§ Teks Sumber:
════════════════════

PESTA DEMOKRASI DITUNDA, SIAPA YANG DIUNTUNGKAN?


Oleh : apt. Sugiarti S.Si
(Aktivis Muslimah SulSel)


Sudah menjadi hal yang biasa dalam sistem Demokrasi setiap 5 tahun sekali diadakan pemilihan wakil rakyat. Namun kali ini ada yang berbeda, dengan dalih fokus pada perbaikan ekonomi, sejumlah petinggi partai politik mengeluarkan wacana pemilu dan pilpres 2024  akan ditunda. 

Empat pejabat teras Partai Amanat Nasional (PAN) datang ke rumah dinas Zulkifli Hasan di kompleks Widya Chandra, Jakarta pada 13 Februari lalu. Mereka diundang untuk membicarakan topik yang sangat serius: penundaan pemilu 2024 atas arahan seorang menteri koordinator di Kabinet Indonesia Maju.

Saat berbincang dengan petinggi PAN, Zulhas menceritakan pertemuannya dengan Menko Kemaritiman dan Investasi, Luhut Binsar Pandjaitan beberapa waktu lalu. Zulhas mengaku diundang Luhut khusus membicarakan usulan penundaan pemilu dan pilpres 2024. PAN diminta untuk mendukung dan harus disampaikan ke publik oleh ketua umum dalam Rapat Koordinasi Nasional Pemenangan Pemilu PAN yang digelar 15 Februari lalu. Luhut mengklaim Presiden Jokowi sudah setuju (CNNIndonesia.com/02/03/2022). 

Wacana ini lalu mendapatkan penolakan dari partai oposisi yang tidak ingin kehilangan kesempatan untuk bersaing meraih kursi pemerintahan. Partai utama pengusung Jokowi dan pemenang Pemilu 2014-2019 PDI Perjuangan, melalui Sekretaris Jenderalnya Hasto Kristiyanto justru meminta tak perlu adanya penundaan. NasDem melalui Ketua Umumnya Surya Paloh juga menolak, begitu dengan Ketua Umum Demokrat Agus Harimurti Yudhoyono (AHY), kemudian elite Gerindra dan diikuti sejumlah kader dari Partai Keadilan Sejahtera (PKS) (Liputan6.com/ 02/03/2022).

════════════════════

§ Data Entri:
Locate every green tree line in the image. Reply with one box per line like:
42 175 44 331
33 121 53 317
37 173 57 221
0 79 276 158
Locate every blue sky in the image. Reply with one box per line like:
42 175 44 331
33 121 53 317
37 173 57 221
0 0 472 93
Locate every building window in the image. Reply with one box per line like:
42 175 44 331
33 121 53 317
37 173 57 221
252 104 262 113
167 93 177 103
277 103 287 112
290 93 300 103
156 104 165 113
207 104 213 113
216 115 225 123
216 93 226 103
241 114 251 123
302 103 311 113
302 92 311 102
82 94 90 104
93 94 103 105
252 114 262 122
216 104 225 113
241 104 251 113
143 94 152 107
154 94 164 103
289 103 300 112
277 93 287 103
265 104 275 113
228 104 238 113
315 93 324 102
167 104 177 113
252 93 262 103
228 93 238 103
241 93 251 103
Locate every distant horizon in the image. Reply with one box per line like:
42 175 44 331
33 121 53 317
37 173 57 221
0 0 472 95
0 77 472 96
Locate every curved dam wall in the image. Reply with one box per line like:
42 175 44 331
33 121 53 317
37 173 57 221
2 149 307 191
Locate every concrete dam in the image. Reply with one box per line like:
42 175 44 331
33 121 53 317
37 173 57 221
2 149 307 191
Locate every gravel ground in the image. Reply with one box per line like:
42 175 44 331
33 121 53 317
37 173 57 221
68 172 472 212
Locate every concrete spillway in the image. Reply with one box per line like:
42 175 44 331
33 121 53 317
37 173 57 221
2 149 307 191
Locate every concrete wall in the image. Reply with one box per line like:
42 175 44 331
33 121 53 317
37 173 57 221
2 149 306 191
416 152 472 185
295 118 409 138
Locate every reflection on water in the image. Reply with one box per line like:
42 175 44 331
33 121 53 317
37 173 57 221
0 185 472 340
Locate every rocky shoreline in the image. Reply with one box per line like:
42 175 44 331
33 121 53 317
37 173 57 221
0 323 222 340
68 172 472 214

════════════════════

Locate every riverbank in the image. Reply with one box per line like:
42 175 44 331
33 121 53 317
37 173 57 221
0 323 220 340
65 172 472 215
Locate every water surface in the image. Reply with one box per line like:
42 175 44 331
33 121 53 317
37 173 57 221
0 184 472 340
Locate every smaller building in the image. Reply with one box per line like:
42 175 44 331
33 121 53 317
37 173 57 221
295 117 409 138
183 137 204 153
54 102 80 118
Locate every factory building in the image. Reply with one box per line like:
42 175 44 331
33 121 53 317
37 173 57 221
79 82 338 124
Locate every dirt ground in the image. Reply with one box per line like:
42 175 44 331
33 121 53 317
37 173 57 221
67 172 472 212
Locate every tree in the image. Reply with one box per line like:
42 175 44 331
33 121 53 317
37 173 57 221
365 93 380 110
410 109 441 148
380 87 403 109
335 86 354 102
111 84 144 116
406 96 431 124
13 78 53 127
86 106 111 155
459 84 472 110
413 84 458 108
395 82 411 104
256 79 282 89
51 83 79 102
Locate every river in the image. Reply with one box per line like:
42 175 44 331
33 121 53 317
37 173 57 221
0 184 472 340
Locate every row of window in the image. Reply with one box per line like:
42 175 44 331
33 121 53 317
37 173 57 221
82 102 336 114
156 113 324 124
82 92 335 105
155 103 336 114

════════════════════

§ Tugas Singkat 1: Tentukan apakah setiap pernyataan berikut sesuai dengan teks sumber, lalu jawab ya atau tidak disertai kutipan persis dari teks yang menjadi penentunya. (a) Empat pejabat teras PAN datang ke rumah dinas Zulkifli Hasan pada 13 Februari. (b) PDI Perjuangan mendukung penundaan pemilu. (c) Rapat Koordinasi Nasional Pemenangan Pemilu PAN digelar 15 Februari.
§ Tugas Singkat 2: Salin persis bagian teks sumber yang diawali dengan "Saat berbincang dengan" dan berlanjut sampai "sudah setuju (CNNIndonesia.com/02/03/2022).".

§ Jawaban 1:
(a) Ya: "Empat pejabat teras Partai Amanat Nasional (PAN) datang ke rumah dinas Zulkifli Hasan di kompleks Widya Chandra, Jakarta pada 13 Februari lalu."
(b) Tidak: "justru meminta tak perlu adanya penundaan."
(c) Ya: "Rapat Koordinasi Nasional Pemenangan Pemilu PAN yang digelar 15 Februari lalu."

§ Jawaban 2:
Saat berbincang dengan petinggi PAN, Zulhas menceritakan pertemuannya dengan Menko Kemaritiman dan Investasi, Luhut Binsar Pandjaitan beberapa waktu lalu. Zulhas mengaku diundang Luhut khusus membicarakan usulan penundaan pemilu dan pilpres 2024. PAN diminta untuk mendukung dan harus disampaikan ke publik oleh ketua umum dalam Rapat Koordinasi Nasional Pemenangan Pemilu PAN yang digelar 15 Februari lalu. Luhut mengklaim Presiden Jokowi sudah setuju (CNNIndonesia.com/02/03/2022).